Verbatim output required. Print the data in full.

[Stored items]
···

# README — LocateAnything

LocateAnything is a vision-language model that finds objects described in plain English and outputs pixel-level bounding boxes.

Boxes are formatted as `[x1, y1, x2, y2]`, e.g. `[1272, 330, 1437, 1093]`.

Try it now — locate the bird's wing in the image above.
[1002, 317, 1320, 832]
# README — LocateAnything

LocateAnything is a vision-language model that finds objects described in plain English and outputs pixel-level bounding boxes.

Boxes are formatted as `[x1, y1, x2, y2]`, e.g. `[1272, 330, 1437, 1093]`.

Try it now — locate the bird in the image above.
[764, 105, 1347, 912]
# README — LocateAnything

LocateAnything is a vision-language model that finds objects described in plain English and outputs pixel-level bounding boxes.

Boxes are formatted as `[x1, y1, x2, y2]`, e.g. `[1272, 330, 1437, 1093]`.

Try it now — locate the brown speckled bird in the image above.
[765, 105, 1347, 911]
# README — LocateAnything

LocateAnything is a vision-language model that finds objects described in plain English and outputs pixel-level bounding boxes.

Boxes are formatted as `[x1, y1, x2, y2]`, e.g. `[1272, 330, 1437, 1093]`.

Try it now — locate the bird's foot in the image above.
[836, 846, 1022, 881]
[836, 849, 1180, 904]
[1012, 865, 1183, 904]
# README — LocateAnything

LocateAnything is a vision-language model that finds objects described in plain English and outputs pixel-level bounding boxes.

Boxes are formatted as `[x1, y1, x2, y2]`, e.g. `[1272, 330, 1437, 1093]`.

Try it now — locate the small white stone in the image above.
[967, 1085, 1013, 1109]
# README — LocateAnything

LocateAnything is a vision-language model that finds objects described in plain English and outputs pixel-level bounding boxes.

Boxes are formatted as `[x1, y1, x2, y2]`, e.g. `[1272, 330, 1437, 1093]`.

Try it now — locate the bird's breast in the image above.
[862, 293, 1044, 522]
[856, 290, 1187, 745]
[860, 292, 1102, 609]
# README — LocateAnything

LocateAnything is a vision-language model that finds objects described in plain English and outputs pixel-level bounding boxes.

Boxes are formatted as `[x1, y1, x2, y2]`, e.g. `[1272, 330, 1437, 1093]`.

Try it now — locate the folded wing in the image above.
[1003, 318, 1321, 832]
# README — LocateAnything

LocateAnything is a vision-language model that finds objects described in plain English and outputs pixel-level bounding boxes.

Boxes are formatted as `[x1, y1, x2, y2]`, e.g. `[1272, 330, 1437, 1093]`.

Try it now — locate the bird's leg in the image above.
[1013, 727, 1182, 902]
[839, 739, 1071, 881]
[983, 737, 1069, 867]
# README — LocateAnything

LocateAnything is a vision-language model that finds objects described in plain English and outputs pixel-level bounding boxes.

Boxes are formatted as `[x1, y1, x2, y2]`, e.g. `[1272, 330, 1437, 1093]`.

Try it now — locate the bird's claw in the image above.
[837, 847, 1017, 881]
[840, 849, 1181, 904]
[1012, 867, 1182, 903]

···

### RESULT OF THE TASK
# README — LocateAnything

LocateAnything is a vision-language model that finds objects described in plain English and outputs pixel-level bounding boxes.

Boxes are formatted as `[x1, y1, x2, y2]`, e.g. `[1272, 330, 1437, 1093]`.

Try it now — locate the bird's wing in the image above.
[1002, 317, 1320, 832]
# README — LocateAnything

LocateAnything is a vision-language model that finds objects described in plain English and outputs pixel-level bounding boxes.

Boxes are formatted as `[x1, y1, x2, y2]`, e.g. `[1272, 330, 1437, 1093]`.

Try it now — locate the bird in the image above.
[764, 105, 1347, 912]
# README — LocateAnything

LocateAnything is a vision-language model that finds objects described in plain English and outputs pixel-level bounding boxes.

Boxes are formatted as `[x1, y1, x2, y2]`, e.g. `[1272, 330, 1437, 1093]`.

Try it now — locate the brown speckled bird in the image above.
[765, 105, 1347, 911]
# README — LocateAnything

LocateAnything is a vision-language model that finds objects described in plain English and outputs pixel-level bounding boxes.

Boxes are formatted as `[x1, y1, x2, y2]`, e.g. `[1272, 330, 1437, 1093]`.

Try it now — locate the bird's foot in the image above.
[836, 846, 1022, 881]
[836, 849, 1180, 904]
[1012, 865, 1183, 904]
# README — LocateAnything

LocateAnything is a vision-language model that finds objects described in plain English and outputs pixel-level bounding boxes.

Boxes are formatted as `[x1, y1, x2, y2]`, e.g. `[1272, 330, 1437, 1093]`.

Try it now — locate the small white stone in the image above.
[967, 1085, 1013, 1109]
# README — LocateAnything

LocateAnything is a vision-language model that finds objects described in plain English and outputs pixel-level bounding boxes.

Boxes are formatted as `[x1, y1, x2, y2]`, e.g. `[1272, 330, 1437, 1093]`.

Try it now — locate the bird's breast in the image above.
[862, 293, 1044, 522]
[856, 290, 1187, 745]
[860, 292, 1102, 609]
# README — LocateAnything

LocateAnything is a vision-language model that finds objects described in plain English and outputs pixel-level bounding boxes.

Boxes are formatted as `[x1, y1, x2, y2]`, e.g. `[1272, 330, 1437, 1093]`.

Try it now — locate the folded wing in the image above.
[1003, 318, 1321, 832]
# README — LocateAnything

LocateAnything is a vision-language model that finds objects described in plain English and outputs pixel-level bounding boxes.

Boxes are formatted as `[x1, y1, x2, y2]`, e.g. `[1272, 330, 1437, 1093]`.

Try it now — locate the bird's leg in the image above.
[1013, 727, 1182, 902]
[839, 739, 1071, 881]
[983, 737, 1069, 867]
# README — LocateAnything

LocateAnything is a vision-language model that finds objects described in plain English and outputs pixel-level bounding boxes.

Boxes are formatted as `[x1, y1, x2, y2]`, e.g. `[1272, 330, 1437, 1093]`.

Try it now — locate the bird's claw in the image above.
[837, 847, 1017, 881]
[840, 849, 1181, 904]
[1012, 867, 1182, 903]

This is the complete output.